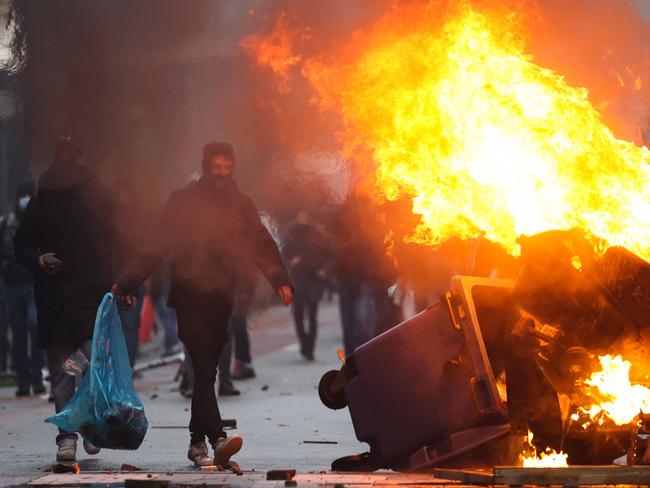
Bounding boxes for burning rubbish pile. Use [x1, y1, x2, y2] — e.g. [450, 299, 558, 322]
[320, 231, 650, 469]
[243, 1, 650, 469]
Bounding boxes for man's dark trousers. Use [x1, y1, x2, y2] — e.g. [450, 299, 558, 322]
[176, 302, 231, 444]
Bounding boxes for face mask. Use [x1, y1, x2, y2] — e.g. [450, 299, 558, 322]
[18, 196, 31, 210]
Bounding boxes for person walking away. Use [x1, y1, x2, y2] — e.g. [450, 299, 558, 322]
[14, 140, 115, 462]
[282, 212, 329, 361]
[0, 182, 45, 396]
[113, 178, 147, 368]
[112, 143, 293, 466]
[219, 263, 256, 396]
[151, 263, 183, 357]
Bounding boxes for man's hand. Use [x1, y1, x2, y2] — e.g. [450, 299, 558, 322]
[38, 252, 63, 276]
[111, 283, 136, 309]
[275, 285, 293, 307]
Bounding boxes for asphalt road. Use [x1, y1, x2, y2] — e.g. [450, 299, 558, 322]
[0, 304, 367, 486]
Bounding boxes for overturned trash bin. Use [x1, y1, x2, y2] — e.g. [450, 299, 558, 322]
[319, 276, 514, 471]
[46, 293, 148, 449]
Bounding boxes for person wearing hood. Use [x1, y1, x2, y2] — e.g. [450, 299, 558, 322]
[14, 140, 116, 462]
[0, 181, 45, 396]
[112, 142, 293, 466]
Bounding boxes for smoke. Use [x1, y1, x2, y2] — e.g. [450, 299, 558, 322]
[6, 0, 381, 218]
[529, 0, 650, 145]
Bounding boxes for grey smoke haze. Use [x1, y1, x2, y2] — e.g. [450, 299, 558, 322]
[8, 0, 650, 212]
[7, 0, 382, 217]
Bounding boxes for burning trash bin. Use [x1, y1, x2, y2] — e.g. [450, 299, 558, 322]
[319, 231, 650, 470]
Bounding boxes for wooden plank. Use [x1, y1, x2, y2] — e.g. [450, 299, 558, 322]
[494, 466, 650, 486]
[433, 468, 494, 485]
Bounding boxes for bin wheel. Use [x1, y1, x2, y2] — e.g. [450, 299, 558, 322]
[332, 452, 381, 472]
[318, 369, 348, 410]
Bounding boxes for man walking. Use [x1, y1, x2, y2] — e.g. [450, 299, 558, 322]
[282, 212, 330, 361]
[112, 143, 293, 466]
[14, 140, 116, 462]
[0, 182, 45, 396]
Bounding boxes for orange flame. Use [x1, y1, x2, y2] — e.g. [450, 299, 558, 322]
[519, 431, 569, 468]
[580, 355, 650, 425]
[239, 12, 307, 93]
[303, 2, 650, 260]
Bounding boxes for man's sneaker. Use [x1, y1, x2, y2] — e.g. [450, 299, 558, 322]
[219, 381, 241, 396]
[231, 360, 255, 380]
[187, 441, 212, 468]
[163, 342, 183, 357]
[84, 439, 102, 456]
[56, 437, 77, 463]
[32, 381, 46, 395]
[212, 435, 244, 466]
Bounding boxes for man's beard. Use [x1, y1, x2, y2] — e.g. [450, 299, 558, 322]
[210, 173, 233, 186]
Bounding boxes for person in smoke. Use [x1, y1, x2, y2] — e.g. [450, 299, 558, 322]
[112, 142, 293, 466]
[230, 265, 257, 380]
[282, 212, 330, 361]
[0, 182, 45, 396]
[14, 140, 115, 461]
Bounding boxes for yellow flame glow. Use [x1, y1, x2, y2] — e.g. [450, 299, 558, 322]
[519, 431, 569, 468]
[581, 355, 650, 425]
[303, 2, 650, 260]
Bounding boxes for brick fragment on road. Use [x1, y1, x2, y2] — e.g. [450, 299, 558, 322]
[266, 469, 296, 481]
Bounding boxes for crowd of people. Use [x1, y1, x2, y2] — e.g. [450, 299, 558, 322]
[0, 140, 416, 466]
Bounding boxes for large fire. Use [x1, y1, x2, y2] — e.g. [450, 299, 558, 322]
[303, 1, 650, 260]
[240, 13, 308, 92]
[582, 355, 650, 425]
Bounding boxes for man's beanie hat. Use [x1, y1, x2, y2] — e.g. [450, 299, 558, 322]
[202, 142, 235, 169]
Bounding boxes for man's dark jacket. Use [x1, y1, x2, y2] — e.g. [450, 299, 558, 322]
[14, 165, 116, 348]
[282, 222, 332, 302]
[117, 176, 289, 311]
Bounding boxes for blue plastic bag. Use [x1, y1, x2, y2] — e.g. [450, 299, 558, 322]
[46, 293, 149, 449]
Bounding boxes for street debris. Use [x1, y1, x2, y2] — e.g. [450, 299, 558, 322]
[52, 463, 81, 474]
[266, 469, 296, 481]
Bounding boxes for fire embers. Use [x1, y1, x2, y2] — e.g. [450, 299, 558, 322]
[508, 231, 650, 463]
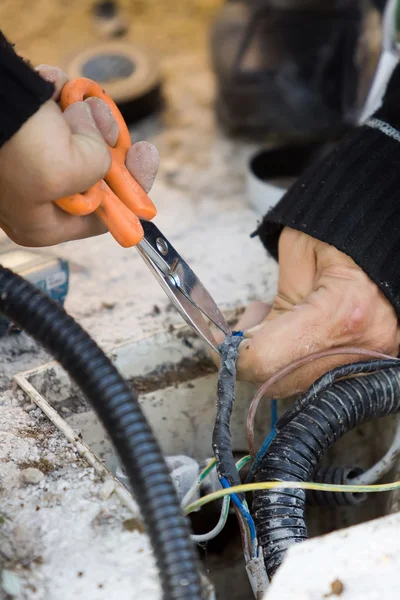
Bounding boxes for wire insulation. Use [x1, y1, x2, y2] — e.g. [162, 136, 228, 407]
[185, 481, 400, 515]
[247, 347, 400, 458]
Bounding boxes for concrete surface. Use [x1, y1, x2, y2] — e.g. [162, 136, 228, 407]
[266, 514, 400, 600]
[0, 19, 276, 600]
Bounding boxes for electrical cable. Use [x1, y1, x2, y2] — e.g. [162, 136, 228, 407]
[246, 398, 278, 483]
[181, 458, 217, 508]
[185, 481, 400, 515]
[0, 267, 203, 600]
[351, 415, 400, 485]
[188, 456, 251, 544]
[212, 335, 244, 492]
[252, 361, 400, 577]
[247, 347, 400, 458]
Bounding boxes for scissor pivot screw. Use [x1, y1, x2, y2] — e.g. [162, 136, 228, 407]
[156, 238, 168, 256]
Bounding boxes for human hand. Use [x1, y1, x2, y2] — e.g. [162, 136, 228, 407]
[236, 228, 400, 397]
[0, 65, 159, 247]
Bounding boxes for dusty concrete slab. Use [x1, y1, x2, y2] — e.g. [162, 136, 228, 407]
[0, 11, 276, 600]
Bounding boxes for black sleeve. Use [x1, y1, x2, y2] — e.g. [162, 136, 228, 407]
[0, 31, 54, 146]
[253, 65, 400, 316]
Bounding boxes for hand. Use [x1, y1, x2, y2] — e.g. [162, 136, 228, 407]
[0, 65, 159, 247]
[236, 228, 400, 397]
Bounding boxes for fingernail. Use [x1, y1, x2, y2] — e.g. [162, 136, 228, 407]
[64, 102, 101, 135]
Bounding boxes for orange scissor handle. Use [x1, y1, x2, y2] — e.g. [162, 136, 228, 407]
[56, 77, 157, 248]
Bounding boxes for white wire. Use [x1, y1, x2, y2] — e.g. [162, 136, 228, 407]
[351, 415, 400, 485]
[191, 496, 230, 544]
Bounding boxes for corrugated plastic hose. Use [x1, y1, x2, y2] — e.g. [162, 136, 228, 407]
[0, 267, 202, 600]
[252, 368, 400, 577]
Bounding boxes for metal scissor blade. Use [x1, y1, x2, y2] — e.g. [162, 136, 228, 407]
[137, 221, 231, 335]
[138, 247, 218, 352]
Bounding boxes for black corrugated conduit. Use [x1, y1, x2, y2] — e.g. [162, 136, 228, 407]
[252, 368, 400, 578]
[306, 466, 368, 506]
[0, 267, 202, 600]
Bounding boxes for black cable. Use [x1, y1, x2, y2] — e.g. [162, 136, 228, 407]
[306, 466, 368, 506]
[0, 267, 202, 600]
[212, 335, 244, 500]
[252, 365, 400, 577]
[276, 359, 400, 431]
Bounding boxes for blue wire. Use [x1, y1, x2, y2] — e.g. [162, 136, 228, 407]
[246, 400, 278, 483]
[220, 477, 257, 556]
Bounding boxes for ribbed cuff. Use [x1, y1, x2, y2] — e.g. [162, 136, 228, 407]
[0, 32, 54, 146]
[254, 123, 400, 316]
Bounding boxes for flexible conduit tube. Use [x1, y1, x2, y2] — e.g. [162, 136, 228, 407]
[0, 267, 202, 600]
[252, 368, 400, 578]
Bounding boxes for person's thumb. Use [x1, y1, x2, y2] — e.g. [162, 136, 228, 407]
[63, 102, 111, 196]
[238, 304, 357, 397]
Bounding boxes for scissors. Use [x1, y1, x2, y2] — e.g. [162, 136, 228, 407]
[56, 77, 231, 351]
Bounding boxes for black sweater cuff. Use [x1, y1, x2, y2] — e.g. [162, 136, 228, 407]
[254, 74, 400, 316]
[0, 32, 54, 146]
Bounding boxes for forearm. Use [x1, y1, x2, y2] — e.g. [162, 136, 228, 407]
[0, 32, 54, 146]
[256, 62, 400, 315]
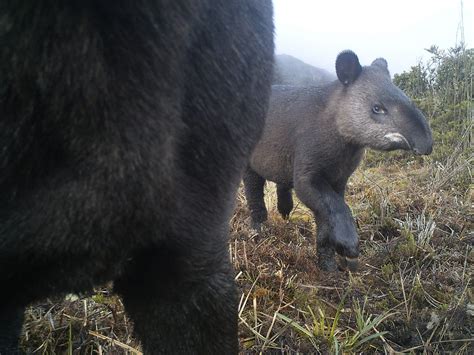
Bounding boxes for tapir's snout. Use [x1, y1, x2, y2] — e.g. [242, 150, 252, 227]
[399, 105, 433, 155]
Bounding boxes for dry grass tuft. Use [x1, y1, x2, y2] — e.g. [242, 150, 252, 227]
[22, 154, 474, 354]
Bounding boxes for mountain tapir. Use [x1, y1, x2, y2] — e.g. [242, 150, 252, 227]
[244, 50, 433, 271]
[0, 0, 273, 355]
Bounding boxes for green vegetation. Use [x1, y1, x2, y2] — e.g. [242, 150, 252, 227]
[23, 46, 474, 354]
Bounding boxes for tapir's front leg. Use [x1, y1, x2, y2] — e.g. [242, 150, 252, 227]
[294, 174, 359, 271]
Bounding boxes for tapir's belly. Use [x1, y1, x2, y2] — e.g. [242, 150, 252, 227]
[250, 141, 293, 187]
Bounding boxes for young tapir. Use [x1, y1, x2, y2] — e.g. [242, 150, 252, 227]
[244, 51, 433, 271]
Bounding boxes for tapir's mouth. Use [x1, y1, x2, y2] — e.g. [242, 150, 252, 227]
[383, 133, 412, 150]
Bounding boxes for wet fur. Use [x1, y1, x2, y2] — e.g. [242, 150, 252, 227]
[244, 51, 432, 271]
[0, 0, 273, 354]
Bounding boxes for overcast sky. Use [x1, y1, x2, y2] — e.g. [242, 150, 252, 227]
[274, 0, 474, 75]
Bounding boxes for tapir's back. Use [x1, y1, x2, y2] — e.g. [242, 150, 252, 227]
[250, 85, 331, 186]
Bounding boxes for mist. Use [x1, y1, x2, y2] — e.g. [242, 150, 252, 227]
[274, 0, 474, 75]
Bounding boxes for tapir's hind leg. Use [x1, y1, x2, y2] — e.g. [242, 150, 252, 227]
[244, 168, 268, 230]
[277, 185, 293, 219]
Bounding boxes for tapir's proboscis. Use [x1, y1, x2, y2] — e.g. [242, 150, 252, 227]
[244, 50, 433, 271]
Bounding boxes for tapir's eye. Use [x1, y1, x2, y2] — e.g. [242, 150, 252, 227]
[372, 105, 387, 114]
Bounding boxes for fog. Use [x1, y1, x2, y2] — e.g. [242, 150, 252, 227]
[274, 0, 474, 75]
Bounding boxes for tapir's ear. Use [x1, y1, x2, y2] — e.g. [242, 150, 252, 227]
[371, 58, 390, 76]
[336, 50, 362, 85]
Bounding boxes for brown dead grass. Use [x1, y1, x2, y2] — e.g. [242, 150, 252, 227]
[17, 154, 474, 354]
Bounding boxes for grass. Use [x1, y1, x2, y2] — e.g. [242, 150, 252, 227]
[17, 144, 474, 354]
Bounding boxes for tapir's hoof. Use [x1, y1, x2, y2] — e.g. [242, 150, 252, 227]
[340, 256, 359, 272]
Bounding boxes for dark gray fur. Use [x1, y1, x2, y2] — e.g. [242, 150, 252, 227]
[244, 51, 433, 270]
[0, 0, 273, 354]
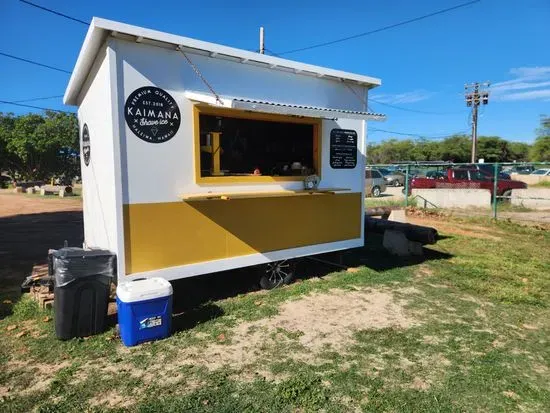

* Set exercise
Arrange the part of the records that runs from their start through the line containing "[318, 369, 348, 410]" as a numbered list, with both ends included and blank lines left out. Leave the pictures out of the answer.

* Finished answer
1. Bounding boxes for burning rubbish pile. Use [x1, y1, x2, y2] — e.g. [450, 299, 558, 322]
2. [320, 231, 650, 469]
3. [243, 1, 650, 469]
4. Bounding boxes for man's dark trousers. Use [x1, y1, x2, y2] — e.g. [450, 299, 558, 322]
5. [176, 302, 231, 444]
6. Bounding boxes for face mask. Use [x1, y1, x2, y2] — e.g. [450, 299, 558, 322]
7. [18, 196, 31, 210]
8. Bounding boxes for person walking away. Use [x1, y1, x2, y2] — e.g. [450, 299, 558, 322]
9. [14, 140, 115, 462]
10. [282, 212, 329, 361]
11. [0, 182, 45, 396]
12. [113, 178, 147, 368]
13. [112, 143, 293, 466]
14. [219, 263, 256, 396]
15. [151, 263, 183, 357]
16. Bounding boxes for man's hand. Use [x1, y1, x2, y2] — e.g. [450, 299, 558, 322]
17. [38, 252, 63, 276]
18. [111, 283, 136, 309]
19. [275, 285, 293, 307]
20. Bounding boxes for asphalt road. Use [x1, y1, x2, y2] — e.g. [450, 299, 558, 322]
21. [0, 304, 367, 486]
22. Bounding boxes for overturned trash bin. Use [x1, y1, x2, y2] — e.g. [450, 299, 558, 322]
23. [319, 276, 514, 471]
24. [46, 293, 148, 449]
25. Bounding boxes for person wearing hood. Use [x1, y1, x2, y2] — e.g. [450, 299, 558, 322]
26. [14, 140, 116, 462]
27. [0, 181, 45, 396]
28. [112, 142, 293, 466]
29. Bounding boxes for smoke. Use [x1, y1, x2, y2] — e.g. [450, 299, 558, 322]
30. [6, 0, 381, 218]
31. [529, 0, 650, 145]
32. Bounding boxes for grey smoke haze. Use [x1, y1, x2, y2] — e.g. [450, 299, 558, 322]
33. [8, 0, 650, 212]
34. [7, 0, 382, 217]
35. Bounding boxes for burning trash bin. Use [x1, y1, x2, y2] — e.g. [450, 299, 558, 322]
36. [319, 231, 650, 470]
37. Bounding boxes for wooden plank. Use [x1, y1, x2, y2] — e.g. [450, 299, 558, 322]
38. [494, 466, 650, 486]
39. [433, 468, 494, 485]
40. Bounding boxes for bin wheel. Use [x1, y1, x2, y2] — e.g. [450, 299, 558, 322]
41. [332, 452, 381, 472]
42. [318, 369, 348, 410]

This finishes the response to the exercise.